ACTION ITEM -
Here are some entries. Repeat all of them exactly.

SOURCE MATERIAL -
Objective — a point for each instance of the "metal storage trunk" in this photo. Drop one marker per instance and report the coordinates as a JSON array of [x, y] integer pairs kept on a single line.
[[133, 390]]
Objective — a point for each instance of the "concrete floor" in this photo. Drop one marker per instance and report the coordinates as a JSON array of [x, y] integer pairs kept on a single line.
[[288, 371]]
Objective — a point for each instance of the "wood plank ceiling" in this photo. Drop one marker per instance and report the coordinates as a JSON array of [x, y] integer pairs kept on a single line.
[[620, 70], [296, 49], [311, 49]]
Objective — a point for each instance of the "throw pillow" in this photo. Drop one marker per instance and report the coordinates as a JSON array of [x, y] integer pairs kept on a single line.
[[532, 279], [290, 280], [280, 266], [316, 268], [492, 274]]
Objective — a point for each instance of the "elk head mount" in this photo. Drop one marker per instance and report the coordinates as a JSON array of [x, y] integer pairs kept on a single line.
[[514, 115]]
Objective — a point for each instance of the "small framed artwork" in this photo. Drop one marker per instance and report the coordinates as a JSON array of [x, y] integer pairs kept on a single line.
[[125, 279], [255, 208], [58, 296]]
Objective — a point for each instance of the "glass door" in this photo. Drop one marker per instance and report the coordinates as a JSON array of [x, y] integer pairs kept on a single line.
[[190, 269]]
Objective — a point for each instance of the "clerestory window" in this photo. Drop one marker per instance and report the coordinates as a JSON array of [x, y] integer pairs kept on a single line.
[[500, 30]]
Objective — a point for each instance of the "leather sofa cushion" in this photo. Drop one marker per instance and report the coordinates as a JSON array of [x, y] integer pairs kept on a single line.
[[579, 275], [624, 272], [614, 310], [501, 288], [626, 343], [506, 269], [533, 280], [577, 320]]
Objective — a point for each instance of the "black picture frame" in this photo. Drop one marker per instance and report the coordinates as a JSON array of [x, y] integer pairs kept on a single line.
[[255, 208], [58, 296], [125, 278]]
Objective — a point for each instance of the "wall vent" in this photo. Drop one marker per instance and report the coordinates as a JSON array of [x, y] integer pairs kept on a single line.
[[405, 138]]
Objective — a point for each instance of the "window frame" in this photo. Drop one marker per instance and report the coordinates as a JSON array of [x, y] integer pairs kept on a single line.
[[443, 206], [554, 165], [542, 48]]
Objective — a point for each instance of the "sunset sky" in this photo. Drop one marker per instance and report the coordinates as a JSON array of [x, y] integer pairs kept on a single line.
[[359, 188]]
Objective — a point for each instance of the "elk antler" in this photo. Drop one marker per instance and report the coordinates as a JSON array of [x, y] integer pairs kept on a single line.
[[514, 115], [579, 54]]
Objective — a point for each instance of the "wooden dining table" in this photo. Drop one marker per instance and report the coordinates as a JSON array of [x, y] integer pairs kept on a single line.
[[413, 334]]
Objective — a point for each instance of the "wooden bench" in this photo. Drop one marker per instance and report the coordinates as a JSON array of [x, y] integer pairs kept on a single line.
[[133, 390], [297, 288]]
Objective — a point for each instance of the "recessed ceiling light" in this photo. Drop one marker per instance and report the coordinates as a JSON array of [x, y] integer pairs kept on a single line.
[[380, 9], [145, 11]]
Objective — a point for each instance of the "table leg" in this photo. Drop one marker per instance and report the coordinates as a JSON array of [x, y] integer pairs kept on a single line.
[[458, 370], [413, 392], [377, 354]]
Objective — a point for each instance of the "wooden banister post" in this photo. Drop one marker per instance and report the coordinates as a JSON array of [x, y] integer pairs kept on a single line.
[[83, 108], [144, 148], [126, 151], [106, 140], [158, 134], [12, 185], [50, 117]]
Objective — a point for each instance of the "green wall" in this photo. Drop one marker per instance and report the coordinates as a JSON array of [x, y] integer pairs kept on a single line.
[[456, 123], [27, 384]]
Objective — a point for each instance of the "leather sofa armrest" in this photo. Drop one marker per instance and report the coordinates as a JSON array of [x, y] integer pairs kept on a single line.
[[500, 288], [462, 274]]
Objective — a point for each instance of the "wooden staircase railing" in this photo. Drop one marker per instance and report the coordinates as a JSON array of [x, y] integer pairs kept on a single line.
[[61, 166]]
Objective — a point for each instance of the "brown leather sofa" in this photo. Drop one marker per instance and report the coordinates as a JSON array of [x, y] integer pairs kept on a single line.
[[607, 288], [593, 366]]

TASK ANSWER -
Objective — a point for each instance of the "metal storage trunk" in this photo. Drop one marker per instance and report the coordinates as a JSON array of [x, y] integer pairs kept on a single line.
[[133, 390]]
Objective — a point for each instance of the "concrete floor" in this photo. Drop one marker per instance and report the coordinates as a JSON array of [x, y] integer pairs kept on a single line.
[[288, 371]]
Objective — a point for each instance of the "wood plank ceiling" in this photo. Drop one marker per instance and report the coordinates as a JSON array of [x, y] integer pairs kept on a single line.
[[620, 70], [296, 49], [311, 49]]
Objective — a point for each instance of the "throw pillow" in this photo. Drop one marker per instance and report the coordinates as a JSON array of [x, y] integer pairs kept on a single line.
[[532, 279], [290, 280], [280, 266], [316, 268], [492, 274]]
Objective — a point for each instance of the "elk head mount" in this photo. Drop one marker per instance and report the coordinates as a JSON array of [x, y] integer pairs kept on a single line.
[[514, 115]]
Objective — a point for each instance of the "small framed artwork" in this photo. Drop one marker per instance and report the coordinates as a JSON array of [x, y] integer pairs kept on a single line.
[[125, 279], [255, 208], [58, 296]]
Objective — a point for each instance of the "glass door" in this photo. Drop one marker per instance and report the coordinates as a JSON array of [x, y] integer pairs kept on a single line.
[[190, 269]]
Objective — a point for each instance of the "clerestory window" in this photo. Drop one marker per instance and report the coordinates as a JSON array of [x, y] integer pairs kept on a single line.
[[500, 30]]
Objective — a point for each instance of the "leather sofa cushion" in this photo. Drop one marker per instance and report the coordinates as a JSON array of [x, y] integer pairs kept on a single line.
[[579, 275], [624, 272], [614, 310], [501, 288], [626, 343], [506, 269], [533, 280], [577, 320]]
Objective — a point for each instance of the "black picture frame" in this photo. Drop one marker per instance and report the coordinates as a JSON array of [x, y] integer pairs kept on a single line.
[[255, 208], [58, 296], [125, 278]]
Objective — a point for each instance of the "wall vent" in this photo. Drop one marker per instance and report the coordinates as a JSON array of [x, y] integer pairs kept on a single line.
[[405, 138]]
Objective — a point for each instance of the "window frame" in this photo. Drop one marker per instance and report the coordinates as a JSON array of [x, y] integer pairs kept on a single line.
[[443, 206], [554, 165], [542, 48]]
Objective — a point for each instance of the "sunset sky" in this photo. Drop one marker per instance and report the coordinates as a JSON array of [x, y] integer pairs kept on a single line.
[[359, 188]]
Objective — a point for each instance of the "elk antler" in this photo. Drop one marker per instance and report the coordinates as a JSON array of [x, y] integer pairs kept on a single line.
[[514, 115], [579, 54]]
Objective — a point for each instance of the "wooden dining table" in this photo. Drop one marker per instance and report the coordinates as a JSON array of [x, y] integer pairs kept on a single line.
[[413, 334]]
Objective — a point for each instance of the "wooden bench" in this photo. Drop one marker per instance and report the coordinates as a JSON array of [x, y] integer pairs kept on a single line.
[[133, 390], [297, 288]]
Objective — a point for each instance of the "recessed ceiling light" in this photo. Drop one marker per instance and report the coordinates as a JSON array of [x, y] integer pairs kept on a single line.
[[380, 9], [145, 11]]
Objective — a point for each instance of the "table leg" in this photo. Drop one marker per instance and report the coordinates as a JSON array of [x, y] integer pairs kept on a single line.
[[458, 370], [413, 392], [377, 354]]
Objective — a point for each instance of the "wooden banister post" in this photo. Drop one marker per instance and report the coordinates as a JSON array of [x, y] integer pairs kept on a single line.
[[83, 108], [144, 148], [126, 151], [106, 140], [158, 134], [12, 185], [50, 117]]
Objective — a point for each instance of the "green wall" in this photo. Drop one marker per instance and report the coordinates as a JSON array of [x, y] integer pairs kept on a single line.
[[456, 123], [27, 384]]
Objective — a point for each instance of the "leather sofa armrest" in this photo. Drop one marker per instance and report the coordinates as a JSON array of [x, y] integer pairs kept on a single line.
[[500, 288], [462, 274]]
Objective — a point for each instance of the "wooden staircase railing" in this photo. Drop one marker per instance and report the coordinates as a JSON array of [x, y] integer pairs kept on a single line.
[[61, 166]]
Objective — a point for each instance of the "brown leather sofa" in this photo. Drop one marker per instance and report the coordinates as a JSON array of [x, y] integer pairs kept on a single line.
[[607, 288], [593, 366]]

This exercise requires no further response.